Given request: Copy out each line of the records below that contains the string "target".

⁂

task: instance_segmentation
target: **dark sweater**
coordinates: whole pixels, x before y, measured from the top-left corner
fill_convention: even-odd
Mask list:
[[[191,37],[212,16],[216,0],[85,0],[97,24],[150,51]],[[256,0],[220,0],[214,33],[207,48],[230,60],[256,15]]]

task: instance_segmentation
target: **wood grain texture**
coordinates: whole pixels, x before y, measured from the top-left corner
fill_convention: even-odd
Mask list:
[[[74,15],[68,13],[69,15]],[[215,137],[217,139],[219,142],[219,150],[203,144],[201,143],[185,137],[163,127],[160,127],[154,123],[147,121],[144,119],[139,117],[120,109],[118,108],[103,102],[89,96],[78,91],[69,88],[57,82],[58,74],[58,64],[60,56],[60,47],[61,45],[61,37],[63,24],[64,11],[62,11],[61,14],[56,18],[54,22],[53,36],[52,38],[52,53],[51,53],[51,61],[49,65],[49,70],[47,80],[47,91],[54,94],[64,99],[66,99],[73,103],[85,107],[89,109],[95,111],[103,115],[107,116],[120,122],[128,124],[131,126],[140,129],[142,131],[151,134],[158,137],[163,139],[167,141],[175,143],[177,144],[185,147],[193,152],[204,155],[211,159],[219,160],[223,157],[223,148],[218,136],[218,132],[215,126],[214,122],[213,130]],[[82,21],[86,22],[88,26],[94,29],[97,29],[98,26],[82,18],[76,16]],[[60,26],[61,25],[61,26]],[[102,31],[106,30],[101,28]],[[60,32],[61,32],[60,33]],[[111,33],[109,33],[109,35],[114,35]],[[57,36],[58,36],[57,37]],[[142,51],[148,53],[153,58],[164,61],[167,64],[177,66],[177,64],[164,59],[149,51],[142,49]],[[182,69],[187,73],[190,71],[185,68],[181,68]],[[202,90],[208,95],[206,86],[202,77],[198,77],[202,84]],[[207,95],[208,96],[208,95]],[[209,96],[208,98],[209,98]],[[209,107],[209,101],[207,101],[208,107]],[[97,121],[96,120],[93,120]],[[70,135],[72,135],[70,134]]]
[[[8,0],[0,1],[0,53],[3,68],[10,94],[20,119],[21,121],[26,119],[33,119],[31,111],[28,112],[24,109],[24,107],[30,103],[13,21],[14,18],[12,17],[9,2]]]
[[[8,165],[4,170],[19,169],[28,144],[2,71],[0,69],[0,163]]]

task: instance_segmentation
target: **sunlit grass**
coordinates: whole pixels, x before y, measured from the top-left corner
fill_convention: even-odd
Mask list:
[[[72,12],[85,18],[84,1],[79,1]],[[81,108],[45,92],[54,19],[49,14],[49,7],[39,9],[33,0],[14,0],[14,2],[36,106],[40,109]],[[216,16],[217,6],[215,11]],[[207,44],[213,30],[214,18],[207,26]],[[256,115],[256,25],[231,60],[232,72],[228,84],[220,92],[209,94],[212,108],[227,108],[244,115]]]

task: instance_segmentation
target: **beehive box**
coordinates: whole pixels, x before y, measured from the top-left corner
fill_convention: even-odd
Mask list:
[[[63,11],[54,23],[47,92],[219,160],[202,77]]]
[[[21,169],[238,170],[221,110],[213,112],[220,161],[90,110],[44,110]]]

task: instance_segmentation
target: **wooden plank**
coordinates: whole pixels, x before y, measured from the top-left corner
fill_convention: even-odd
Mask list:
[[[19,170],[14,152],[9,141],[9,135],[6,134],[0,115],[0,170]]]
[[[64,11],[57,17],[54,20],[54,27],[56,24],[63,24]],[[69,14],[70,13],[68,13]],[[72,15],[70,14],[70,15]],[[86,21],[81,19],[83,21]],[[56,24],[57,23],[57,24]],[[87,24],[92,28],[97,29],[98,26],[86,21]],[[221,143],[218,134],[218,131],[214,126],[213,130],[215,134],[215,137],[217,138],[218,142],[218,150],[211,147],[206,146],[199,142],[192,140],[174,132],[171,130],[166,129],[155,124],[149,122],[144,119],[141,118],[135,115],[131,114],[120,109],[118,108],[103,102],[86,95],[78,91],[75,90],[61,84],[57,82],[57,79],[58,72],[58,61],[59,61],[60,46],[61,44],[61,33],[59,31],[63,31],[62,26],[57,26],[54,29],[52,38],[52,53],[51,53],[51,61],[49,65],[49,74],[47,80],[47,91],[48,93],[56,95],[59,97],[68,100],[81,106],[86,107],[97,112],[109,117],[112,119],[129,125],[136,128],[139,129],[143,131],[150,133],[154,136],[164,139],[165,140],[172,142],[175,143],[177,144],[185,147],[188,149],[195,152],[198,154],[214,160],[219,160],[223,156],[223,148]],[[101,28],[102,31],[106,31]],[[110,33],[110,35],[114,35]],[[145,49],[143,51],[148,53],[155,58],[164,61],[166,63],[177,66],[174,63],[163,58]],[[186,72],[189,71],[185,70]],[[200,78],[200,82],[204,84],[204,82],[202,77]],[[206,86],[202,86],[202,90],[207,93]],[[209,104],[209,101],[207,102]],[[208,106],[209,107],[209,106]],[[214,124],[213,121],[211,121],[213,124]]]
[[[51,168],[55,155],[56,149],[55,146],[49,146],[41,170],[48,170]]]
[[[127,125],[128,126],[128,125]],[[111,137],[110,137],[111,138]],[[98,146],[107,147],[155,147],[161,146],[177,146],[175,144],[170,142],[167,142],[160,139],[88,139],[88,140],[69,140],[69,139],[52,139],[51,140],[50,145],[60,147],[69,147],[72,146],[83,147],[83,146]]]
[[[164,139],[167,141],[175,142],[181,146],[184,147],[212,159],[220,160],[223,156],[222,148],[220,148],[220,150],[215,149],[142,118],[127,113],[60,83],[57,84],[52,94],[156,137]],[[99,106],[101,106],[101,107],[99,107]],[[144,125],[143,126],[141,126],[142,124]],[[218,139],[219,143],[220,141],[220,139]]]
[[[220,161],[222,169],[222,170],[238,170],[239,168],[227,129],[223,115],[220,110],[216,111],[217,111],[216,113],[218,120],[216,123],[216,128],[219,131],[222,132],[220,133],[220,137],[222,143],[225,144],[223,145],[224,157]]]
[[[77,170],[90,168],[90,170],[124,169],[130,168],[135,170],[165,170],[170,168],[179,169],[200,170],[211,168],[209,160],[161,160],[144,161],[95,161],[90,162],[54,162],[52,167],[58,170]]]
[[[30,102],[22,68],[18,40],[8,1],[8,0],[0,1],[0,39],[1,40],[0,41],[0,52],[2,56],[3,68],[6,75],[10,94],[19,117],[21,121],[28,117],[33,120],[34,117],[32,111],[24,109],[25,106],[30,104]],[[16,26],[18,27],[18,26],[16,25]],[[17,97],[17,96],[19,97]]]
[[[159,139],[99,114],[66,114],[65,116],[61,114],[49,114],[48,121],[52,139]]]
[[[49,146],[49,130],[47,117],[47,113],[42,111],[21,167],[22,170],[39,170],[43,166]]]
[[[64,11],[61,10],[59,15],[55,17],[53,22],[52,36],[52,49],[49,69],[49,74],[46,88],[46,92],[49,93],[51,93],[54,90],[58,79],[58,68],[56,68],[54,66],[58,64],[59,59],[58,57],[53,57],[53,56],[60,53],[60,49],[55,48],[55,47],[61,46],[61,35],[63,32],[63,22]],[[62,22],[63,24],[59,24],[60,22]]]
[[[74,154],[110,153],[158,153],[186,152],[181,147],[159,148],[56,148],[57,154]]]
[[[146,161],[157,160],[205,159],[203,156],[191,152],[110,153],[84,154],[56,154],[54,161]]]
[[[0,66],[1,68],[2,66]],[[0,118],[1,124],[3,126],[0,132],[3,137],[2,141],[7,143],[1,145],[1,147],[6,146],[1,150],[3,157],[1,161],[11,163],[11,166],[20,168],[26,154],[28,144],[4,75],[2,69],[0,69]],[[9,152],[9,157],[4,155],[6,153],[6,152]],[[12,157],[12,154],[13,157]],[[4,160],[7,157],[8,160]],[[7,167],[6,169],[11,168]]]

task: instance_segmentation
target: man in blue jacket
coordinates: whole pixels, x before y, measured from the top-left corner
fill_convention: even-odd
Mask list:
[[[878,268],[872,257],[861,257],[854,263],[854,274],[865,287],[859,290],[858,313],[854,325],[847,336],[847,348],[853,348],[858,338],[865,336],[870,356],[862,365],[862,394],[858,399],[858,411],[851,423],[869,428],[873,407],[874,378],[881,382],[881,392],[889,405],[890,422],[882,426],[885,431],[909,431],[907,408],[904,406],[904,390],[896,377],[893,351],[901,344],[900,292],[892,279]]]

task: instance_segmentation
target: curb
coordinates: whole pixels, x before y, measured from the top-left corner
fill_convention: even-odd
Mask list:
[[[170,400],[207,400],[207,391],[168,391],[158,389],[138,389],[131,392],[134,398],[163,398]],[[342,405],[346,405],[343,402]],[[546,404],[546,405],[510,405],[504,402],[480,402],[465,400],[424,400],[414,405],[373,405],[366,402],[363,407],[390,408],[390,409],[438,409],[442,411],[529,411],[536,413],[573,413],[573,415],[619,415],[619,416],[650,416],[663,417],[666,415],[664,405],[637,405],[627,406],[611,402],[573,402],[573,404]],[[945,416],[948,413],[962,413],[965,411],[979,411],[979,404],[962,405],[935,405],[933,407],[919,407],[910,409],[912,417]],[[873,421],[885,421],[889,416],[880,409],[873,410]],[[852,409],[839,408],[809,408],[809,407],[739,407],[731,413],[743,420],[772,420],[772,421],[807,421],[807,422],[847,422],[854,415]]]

⁂

The result:
target: **dark sweater**
target: **wood grain texture**
target: **sunlit grass**
target: **beehive box**
target: **wooden plank**
target: man in blue jacket
target: curb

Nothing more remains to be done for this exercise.